TASK ITEM A: Copy everything from "In 1980, Murphy" down to "its long-term problems." in the passage about Murphy's career, replacing "judge" with "justice".
TASK ITEM B: In the passage about Murphy's career, who did Murphy form a partnership with in 1993?

TEXT EXCERPT:
In 1980, Murphy was elected to Baltimore's Circuit Court (Maryland's highest-level trial court), on which he served as a judge for two and a half years. He resigned in 1983 to pursue an unsuccessful primary challenge to incumbent Baltimore mayor William Donald Schaefer in that year's mayoral election. In his campaign, he spoke of an "other Baltimore" which, he said, had been neglected by those focused on improving the city's public image, leaving it without the investment of resources that could help to address its long-term problems.

Murphy then returned to practicing law, mostly handling criminal cases. In 1993, he formed a partnership with Cristina Gutierrez. The new firm, Murphy and Gutierrez continued to handle criminal cases. After Gutierrez left the firm to establish her own firm Murphy then collaborated with his long time associate Richard Falcon to found the firm Murphy, Falcon & Murphy, in which Murphy continues to serve as a senior partner. Here, his practice has focused on civil litigation, including several high-profile cases representing Fortune 500 companies. In 1994, The Baltimore Sun described Murphy as having "a reputation for pushing client advocacy to its legal limits", in an article in which Murphy explained his role as preventing "the rules [from being] bent against unpopular people." Murphy's work has earned numerous honors, including recognition as the "Top Attorney in Maryland" by Baltimore Magazine Super Lawyers, for both 2009 and 2010, and listing among the American Trial Lawyers Association's "100 Top Trial Lawyers in the U.S.", in 2011. In 2004, the University of Baltimore presented Murphy with its inaugural Charles Hamilton Houston Award for Lifetime Achievement in Litigation.

SUPPLIED DATA:
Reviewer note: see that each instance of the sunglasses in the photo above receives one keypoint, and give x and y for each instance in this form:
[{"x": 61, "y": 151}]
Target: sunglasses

REPLY A:
In 1980, Murphy was elected to Baltimore's Circuit Court (Maryland's highest-level trial court), on which he served as a justice for two and a half years. He resigned in 1983 to pursue an unsuccessful primary challenge to incumbent Baltimore mayor William Donald Schaefer in that year's mayoral election. In his campaign, he spoke of an "other Baltimore" which, he said, had been neglected by those focused on improving the city's public image, leaving it without the investment of resources that could help to address its long-term problems.

REPLY B: Cristina Gutierrez